----- Data excerpts -----

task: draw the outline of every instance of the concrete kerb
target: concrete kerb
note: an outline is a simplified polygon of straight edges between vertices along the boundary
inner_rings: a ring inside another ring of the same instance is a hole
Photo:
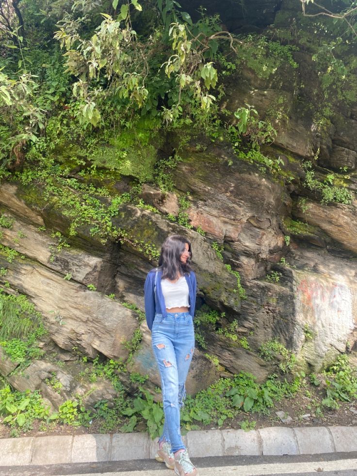
[[[357,427],[200,430],[184,440],[193,458],[349,452],[357,449]],[[147,459],[157,448],[156,441],[140,433],[3,439],[0,446],[0,466]]]

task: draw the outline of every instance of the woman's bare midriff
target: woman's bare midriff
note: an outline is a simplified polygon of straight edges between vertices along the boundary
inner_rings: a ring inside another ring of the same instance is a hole
[[[184,306],[182,308],[171,308],[171,309],[166,308],[166,310],[168,312],[188,312],[188,308]]]

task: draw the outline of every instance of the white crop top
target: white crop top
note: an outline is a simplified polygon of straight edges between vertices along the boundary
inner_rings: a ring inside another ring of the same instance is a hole
[[[181,276],[176,282],[162,279],[161,289],[167,309],[190,307],[188,284],[184,276]]]

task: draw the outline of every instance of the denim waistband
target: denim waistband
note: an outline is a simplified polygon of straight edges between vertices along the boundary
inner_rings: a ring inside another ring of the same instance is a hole
[[[166,316],[169,317],[187,317],[188,316],[190,316],[191,314],[187,311],[186,312],[166,312]],[[155,316],[158,316],[159,317],[162,317],[162,314],[157,313],[155,314]]]

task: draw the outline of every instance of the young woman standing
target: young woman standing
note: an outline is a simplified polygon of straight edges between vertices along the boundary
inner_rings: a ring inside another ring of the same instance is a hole
[[[197,476],[180,430],[180,409],[195,348],[193,317],[196,277],[191,270],[188,240],[173,235],[165,240],[159,267],[150,271],[144,286],[145,313],[161,377],[165,415],[155,456],[179,476]]]

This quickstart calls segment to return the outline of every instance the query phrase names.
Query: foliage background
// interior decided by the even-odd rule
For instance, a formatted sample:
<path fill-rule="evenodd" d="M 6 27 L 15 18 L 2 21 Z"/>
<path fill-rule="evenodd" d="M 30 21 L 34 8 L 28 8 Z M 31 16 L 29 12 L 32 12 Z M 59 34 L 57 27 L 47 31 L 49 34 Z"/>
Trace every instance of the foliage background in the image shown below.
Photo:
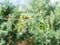
<path fill-rule="evenodd" d="M 57 2 L 52 5 L 50 0 L 31 0 L 24 11 L 19 11 L 19 6 L 9 1 L 0 5 L 0 45 L 17 45 L 17 41 L 24 40 L 27 45 L 60 45 Z"/>

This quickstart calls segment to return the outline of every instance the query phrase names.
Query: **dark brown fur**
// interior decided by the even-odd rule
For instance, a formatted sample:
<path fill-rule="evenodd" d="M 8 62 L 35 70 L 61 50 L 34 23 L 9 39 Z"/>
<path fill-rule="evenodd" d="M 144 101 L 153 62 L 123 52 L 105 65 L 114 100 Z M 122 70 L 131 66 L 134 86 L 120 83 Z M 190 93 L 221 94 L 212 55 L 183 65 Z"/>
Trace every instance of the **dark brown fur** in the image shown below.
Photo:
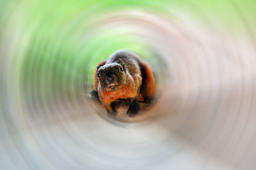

-----

→ To be done
Rewrite the data as a JSON list of strings, one per line, from the line that contains "task: draw the outline of every instance of the young" through the line that contains "57 2 L 52 5", both lines included. Skip blank lines and leave the picture lines out.

→ Result
[
  "task: draw the outline of every instance of the young woman standing",
  "target: young woman standing",
  "note: an outline is a simplified polygon of straight edges between vertices along the boundary",
  "inner_rings: a ring inside another ring of the same instance is a hole",
  "[[[197,476],[180,430],[180,409],[195,348],[193,317],[196,277],[191,270],[188,240],[173,235],[165,240],[159,267],[150,271],[144,286],[145,313],[161,377],[165,415],[155,456],[179,476]]]",
  "This quickstart calls segment to return the outline of every instance the query phrase names.",
  "Query: foliage background",
  "// interior decided by the even-odd rule",
  "For instance, a formatted sample:",
  "<path fill-rule=\"evenodd\" d=\"M 6 27 L 15 18 L 2 21 Z\"/>",
  "<path fill-rule=\"evenodd\" d=\"M 30 21 L 34 8 L 28 8 Z M 31 16 L 29 12 L 32 12 Z M 59 34 L 57 27 L 47 31 L 49 34 Z\"/>",
  "Trace every instance of the foliage background in the image shown below.",
  "Photo:",
  "<path fill-rule=\"evenodd\" d=\"M 57 2 L 52 5 L 50 0 L 31 0 L 24 11 L 19 11 L 19 6 L 9 1 L 0 5 L 0 45 L 17 45 L 17 41 L 24 40 L 27 45 L 60 45 Z\"/>"
]